= EXERCISE DIRECTIONS =
Gather every line of the items below that contains the word "Query" and copy each one.

= INPUT DATA =
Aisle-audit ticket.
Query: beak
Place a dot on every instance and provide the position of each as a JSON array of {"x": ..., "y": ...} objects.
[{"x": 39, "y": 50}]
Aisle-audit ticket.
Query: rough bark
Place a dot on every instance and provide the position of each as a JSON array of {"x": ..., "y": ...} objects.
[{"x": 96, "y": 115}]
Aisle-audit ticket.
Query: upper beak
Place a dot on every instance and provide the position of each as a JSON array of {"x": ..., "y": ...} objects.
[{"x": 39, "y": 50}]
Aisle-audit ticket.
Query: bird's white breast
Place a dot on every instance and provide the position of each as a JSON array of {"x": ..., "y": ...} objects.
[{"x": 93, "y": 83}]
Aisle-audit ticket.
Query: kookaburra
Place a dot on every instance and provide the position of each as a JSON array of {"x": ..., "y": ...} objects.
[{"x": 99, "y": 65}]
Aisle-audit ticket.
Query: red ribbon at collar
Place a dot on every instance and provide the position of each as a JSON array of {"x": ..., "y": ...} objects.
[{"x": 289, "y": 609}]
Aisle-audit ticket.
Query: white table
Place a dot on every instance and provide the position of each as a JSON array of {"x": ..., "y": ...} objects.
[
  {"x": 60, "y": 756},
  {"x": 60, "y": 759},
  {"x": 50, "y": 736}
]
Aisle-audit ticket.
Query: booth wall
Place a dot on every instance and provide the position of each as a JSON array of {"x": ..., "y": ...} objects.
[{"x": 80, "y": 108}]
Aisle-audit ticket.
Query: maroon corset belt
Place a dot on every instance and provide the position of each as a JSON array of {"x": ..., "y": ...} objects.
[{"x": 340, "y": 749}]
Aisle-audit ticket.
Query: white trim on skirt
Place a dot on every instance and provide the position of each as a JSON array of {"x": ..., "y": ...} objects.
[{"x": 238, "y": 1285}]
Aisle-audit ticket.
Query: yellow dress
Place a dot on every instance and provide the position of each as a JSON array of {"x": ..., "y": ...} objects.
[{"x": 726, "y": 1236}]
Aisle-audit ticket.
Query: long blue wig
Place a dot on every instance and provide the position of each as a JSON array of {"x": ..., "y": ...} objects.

= EXPECTED OUTPUT =
Query: beak
Query: rough bark
Query: upper beak
Query: bird's white breast
Query: kookaburra
Query: red ribbon at collar
Query: white table
Query: booth wall
Query: maroon corset belt
Query: white trim on skirt
Query: yellow dress
Query: long blue wig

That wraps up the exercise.